— EXERCISE DESCRIPTION —
Will you transcribe the entries that follow, exactly and in full?

— Point annotation dataset records —
-----

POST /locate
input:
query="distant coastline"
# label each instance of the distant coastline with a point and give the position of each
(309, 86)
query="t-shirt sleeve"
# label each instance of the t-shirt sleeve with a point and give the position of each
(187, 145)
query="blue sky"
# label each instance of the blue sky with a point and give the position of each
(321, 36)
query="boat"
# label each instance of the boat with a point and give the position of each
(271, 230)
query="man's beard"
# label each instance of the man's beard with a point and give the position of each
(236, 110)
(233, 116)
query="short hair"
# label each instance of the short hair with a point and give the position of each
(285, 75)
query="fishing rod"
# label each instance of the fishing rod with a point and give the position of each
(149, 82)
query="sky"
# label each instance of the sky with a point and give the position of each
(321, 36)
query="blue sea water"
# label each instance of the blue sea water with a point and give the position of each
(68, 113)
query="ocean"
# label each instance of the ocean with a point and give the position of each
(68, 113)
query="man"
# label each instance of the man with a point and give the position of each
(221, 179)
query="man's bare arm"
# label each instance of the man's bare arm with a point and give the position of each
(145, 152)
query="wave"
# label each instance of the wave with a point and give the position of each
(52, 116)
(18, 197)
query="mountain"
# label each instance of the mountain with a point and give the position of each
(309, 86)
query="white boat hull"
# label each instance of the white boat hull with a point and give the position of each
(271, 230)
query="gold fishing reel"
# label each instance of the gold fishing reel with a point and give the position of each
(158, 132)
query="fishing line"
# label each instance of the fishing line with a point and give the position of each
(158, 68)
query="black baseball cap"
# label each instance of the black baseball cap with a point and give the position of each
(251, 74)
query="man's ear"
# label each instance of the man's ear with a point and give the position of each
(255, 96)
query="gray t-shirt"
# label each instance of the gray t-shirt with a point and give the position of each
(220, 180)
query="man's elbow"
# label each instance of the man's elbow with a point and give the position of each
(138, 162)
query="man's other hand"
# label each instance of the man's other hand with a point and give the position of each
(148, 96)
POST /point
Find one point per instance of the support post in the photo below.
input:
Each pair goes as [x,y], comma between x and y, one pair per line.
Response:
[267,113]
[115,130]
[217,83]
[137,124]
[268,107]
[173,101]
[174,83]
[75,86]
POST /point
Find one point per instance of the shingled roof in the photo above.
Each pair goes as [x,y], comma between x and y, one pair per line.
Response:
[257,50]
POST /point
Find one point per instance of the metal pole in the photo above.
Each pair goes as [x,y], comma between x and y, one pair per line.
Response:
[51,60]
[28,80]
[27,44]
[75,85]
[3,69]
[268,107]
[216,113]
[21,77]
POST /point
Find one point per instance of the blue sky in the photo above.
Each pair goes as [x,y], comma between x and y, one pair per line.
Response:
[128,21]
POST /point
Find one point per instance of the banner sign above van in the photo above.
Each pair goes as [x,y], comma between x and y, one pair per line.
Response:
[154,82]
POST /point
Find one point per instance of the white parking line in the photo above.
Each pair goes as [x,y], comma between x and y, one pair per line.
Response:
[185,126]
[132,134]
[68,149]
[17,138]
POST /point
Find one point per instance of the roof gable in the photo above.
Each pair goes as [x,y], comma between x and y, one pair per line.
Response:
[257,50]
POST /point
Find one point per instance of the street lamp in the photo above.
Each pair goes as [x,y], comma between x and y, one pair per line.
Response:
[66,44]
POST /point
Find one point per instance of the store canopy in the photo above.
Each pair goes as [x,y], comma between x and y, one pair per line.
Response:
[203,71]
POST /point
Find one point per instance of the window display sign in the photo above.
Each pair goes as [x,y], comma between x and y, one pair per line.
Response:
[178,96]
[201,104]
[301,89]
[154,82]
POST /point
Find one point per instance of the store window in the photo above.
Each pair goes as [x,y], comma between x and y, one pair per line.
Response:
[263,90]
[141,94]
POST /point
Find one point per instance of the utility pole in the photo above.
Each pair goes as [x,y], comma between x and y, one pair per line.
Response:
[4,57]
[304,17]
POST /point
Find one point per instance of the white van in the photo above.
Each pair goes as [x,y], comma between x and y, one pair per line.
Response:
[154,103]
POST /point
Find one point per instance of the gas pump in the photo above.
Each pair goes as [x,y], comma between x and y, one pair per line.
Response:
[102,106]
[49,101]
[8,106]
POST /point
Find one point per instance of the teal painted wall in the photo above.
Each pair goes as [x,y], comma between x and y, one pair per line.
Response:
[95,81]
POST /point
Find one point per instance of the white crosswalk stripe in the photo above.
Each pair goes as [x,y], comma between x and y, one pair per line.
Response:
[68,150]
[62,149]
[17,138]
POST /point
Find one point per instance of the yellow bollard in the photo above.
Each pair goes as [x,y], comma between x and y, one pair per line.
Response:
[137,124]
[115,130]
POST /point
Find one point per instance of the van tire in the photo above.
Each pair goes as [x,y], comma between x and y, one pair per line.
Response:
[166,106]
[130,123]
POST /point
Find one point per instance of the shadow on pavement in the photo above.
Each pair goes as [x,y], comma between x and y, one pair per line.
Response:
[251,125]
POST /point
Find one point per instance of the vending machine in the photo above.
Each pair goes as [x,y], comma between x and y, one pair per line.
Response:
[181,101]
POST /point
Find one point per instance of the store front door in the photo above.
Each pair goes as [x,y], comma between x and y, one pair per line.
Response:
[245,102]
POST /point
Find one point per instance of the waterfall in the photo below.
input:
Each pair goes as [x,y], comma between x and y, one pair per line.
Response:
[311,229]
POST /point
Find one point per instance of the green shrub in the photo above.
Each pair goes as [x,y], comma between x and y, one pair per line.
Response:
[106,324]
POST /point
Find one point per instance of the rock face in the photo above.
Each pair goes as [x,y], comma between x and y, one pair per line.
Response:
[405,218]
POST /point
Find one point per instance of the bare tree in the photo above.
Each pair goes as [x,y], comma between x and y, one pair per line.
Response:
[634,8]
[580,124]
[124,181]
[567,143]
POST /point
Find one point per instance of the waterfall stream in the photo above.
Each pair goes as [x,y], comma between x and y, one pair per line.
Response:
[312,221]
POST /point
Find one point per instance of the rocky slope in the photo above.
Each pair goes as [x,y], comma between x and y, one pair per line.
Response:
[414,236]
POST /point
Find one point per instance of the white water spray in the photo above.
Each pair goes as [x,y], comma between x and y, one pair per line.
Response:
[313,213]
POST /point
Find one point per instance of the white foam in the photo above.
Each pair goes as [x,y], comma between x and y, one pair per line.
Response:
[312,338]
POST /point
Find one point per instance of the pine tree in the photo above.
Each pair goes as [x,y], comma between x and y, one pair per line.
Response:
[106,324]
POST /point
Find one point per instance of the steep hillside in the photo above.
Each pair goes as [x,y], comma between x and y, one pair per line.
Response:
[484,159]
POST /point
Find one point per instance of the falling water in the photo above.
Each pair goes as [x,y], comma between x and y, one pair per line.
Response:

-----

— RESULT OF THIS EXERCISE —
POST /locate
input:
query="distant coastline"
# label each instance of the distant coastline with a point and give the position of each
(309, 86)
query="t-shirt sleeve"
# label each instance of the t-shirt sleeve with a point and give the position of each
(187, 145)
query="blue sky"
# label each instance of the blue sky with a point and give the position of each
(321, 36)
query="boat"
# label each instance of the boat with a point and give the position of each
(271, 230)
query="man's beard"
# label each instance of the man's beard with a point and give the position of each
(236, 110)
(233, 116)
query="short hair"
# label each instance of the short hair with a point and give the position of each
(285, 75)
query="fishing rod"
# label each instance of the fishing rod with a point and give the position of each
(149, 82)
query="sky"
# label each instance of the sky with a point and give the position of each
(321, 36)
query="blue sea water"
# label each instance of the blue sea water with a point and give the position of each
(68, 113)
query="ocean"
# label each instance of the ocean with a point and give the position of each
(68, 113)
query="man"
# label each instance of the man with a point and give the position of each
(221, 179)
query="man's bare arm"
# label each instance of the man's bare arm with a point and give the position of each
(145, 152)
query="wave"
# label each instance of the wave with a point and give the position of each
(52, 116)
(18, 197)
query="mountain"
# label each instance of the mountain with a point and give the position of each
(309, 86)
query="white boat hull"
# label each instance of the white boat hull with a point and give the position of each
(271, 230)
query="gold fishing reel"
# label each instance of the gold fishing reel with a point and give the position of each
(158, 132)
query="fishing line"
# label each instance of the fishing line with a point and give the position of each
(158, 68)
query="black baseball cap"
# label each instance of the black baseball cap with a point and give the position of each
(251, 74)
query="man's ear"
# label each instance of the man's ear with a point and give the position of each
(255, 96)
query="gray t-shirt"
# label each instance of the gray t-shirt with a point and give the position of each
(220, 180)
query="man's elbow"
# label each instance of the man's elbow with a point and give the position of each
(138, 162)
query="man's other hand"
# label each instance of the man's other hand with a point and give the position of each
(148, 96)
POST /point
Find one point per instance of the support post in the photo below.
input:
Each pair goes as [x,y], comma between x and y, one pair per line.
Response:
[267,113]
[115,130]
[217,83]
[137,124]
[268,107]
[173,101]
[174,83]
[75,86]
POST /point
Find one point per instance of the shingled roof in the photo above.
Each pair goes as [x,y], comma between x and y, one pair per line.
Response:
[257,50]
POST /point
Find one point per instance of the metal pole in the photo above.
Each pair goes as [x,y], comma between x and y, one pair per line.
Response:
[51,60]
[28,80]
[27,44]
[75,85]
[3,69]
[268,107]
[216,113]
[21,77]
POST /point
Find one point per instance of the blue sky in the photo above.
Each pair goes as [x,y], comma between x and y, one pair per line.
Response:
[128,21]
POST /point
Find one point per instance of the banner sign above van in the photo above.
Each pair goes as [x,y], comma between x and y, one pair per line.
Response:
[154,82]
POST /point
Find one point per instance of the white parking line in the photo above.
Each pair goes as [x,y], comma between x and y, one pair per line.
Response:
[185,126]
[132,134]
[68,149]
[17,138]
POST /point
Find one point per instance of the roof gable in the photo above.
Each pair goes as [x,y], comma between x and y, one pair per line.
Response:
[257,50]
POST /point
Find one point per instance of the street lamp in the photo above.
Each pair goes as [x,y], comma between x and y, one pair per line.
Response:
[66,44]
POST /point
Find one point per instance of the store canopy in the photo above.
Each pair goes as [x,y], comma between x and y, one pair per line.
Response:
[203,71]
POST /point
Find one point per instance of the window display sign in the photo above.
Each pair goes as [x,y], comma between x and y, one pair per line.
Response:
[178,96]
[201,104]
[301,89]
[154,82]
POST /point
Find one point per instance of the store window in the photo above.
Each pair goes as [x,y], comma between x and y, one pair per line.
Response:
[263,90]
[141,94]
POST /point
Find one point per instance of the utility pole in the photo above.
Each pair goes as [x,y], comma between x and y, one pair per line.
Response:
[4,57]
[304,17]
POST /point
Find one point per instance of the white van in the photo above.
Each pair goes as [x,y], comma between x and y, one pair per line.
Response:
[154,103]
POST /point
Find one point per instance of the gas pump in the photo above.
Each pair goes as [x,y], comma between x and y, one pair per line.
Response:
[102,106]
[49,101]
[8,106]
POST /point
Find one point per instance of the teal painted wall in the photo above.
Each pair goes as [x,y], comma between x and y, one pair per line.
Response:
[95,81]
POST /point
Find one point per instance of the white crosswalk stripe in the photo above.
Each pair goes as [x,y], comma between x and y, one pair per line.
Response:
[68,150]
[62,149]
[17,138]
POST /point
Find one point per instance of the yellow bollard in the photo above.
Each pair goes as [x,y], comma between x and y, one pair per line.
Response:
[137,124]
[115,130]
POST /point
Find one point per instance of the van tire in the photo above.
Each pair goes as [x,y], comma between x and y, one pair per line.
Response:
[166,106]
[130,123]
POST /point
Find one point per instance of the shadow on pavement in the photo above.
Each pair goes as [x,y], comma between x and y, one pair per line.
Response:
[251,125]
POST /point
Find one point per instance of the vending machine in the photo above.
Each pair goes as [x,y], comma between x and y, one pair per line.
Response:
[181,101]
POST /point
Find one point per instance of the store front door in the photo above.
Each pair goes as [x,y], comma between x and y, one pair per line.
Response:
[245,102]
POST /point
Find one point per instance of the waterfall in the photo below.
input:
Each pair goes as [x,y], comma between x and y, one pair per line.
Response:
[311,229]
POST /point
Find one point per instance of the green shrub in the photo above.
Each pair goes as [x,y], comma between x and y, one pair per line.
Response:
[106,324]
POST /point
Find one point per instance of the rock face in the photo above.
Each pair goes as [x,y], comma between x and y, one pair per line.
Response:
[405,218]
POST /point
Find one point per instance of the bare tree in the photo above.
Each pair goes as [x,y], comma between x and y, one pair per line.
Response:
[634,8]
[580,124]
[124,181]
[567,143]
POST /point
Find one point per instance of the waterfall stream in the photo above.
Each pair goes as [x,y], comma between x and y, one pair per line.
Response:
[312,221]
POST /point
Find one point per instance of the rocky slope in the photo above.
Each pair goes as [x,y], comma between x and y, one pair per line.
Response:
[414,236]
POST /point
Find one point per instance of the white water spray in the photo above.
Each pair goes as [x,y], comma between x and y, one pair per line.
Response:
[313,213]
POST /point
Find one point per instance of the white foam in the photo above.
Each pair goes as [x,y], comma between x and y, one pair per line.
Response:
[312,338]
POST /point
Find one point per instance of the pine tree in the photo above.
Each pair goes as [x,y], comma between x and y, one pair per line.
Response:
[106,324]
POST /point
Find one point per instance of the steep hillside in the photo above.
Each pair goes as [x,y], comma between x and y, one pair per line.
Response:
[484,159]
POST /point
Find one point per instance of the falling water in the photo above.
Each pair goes as [x,y], comma between x and y, one pair per line.
Response:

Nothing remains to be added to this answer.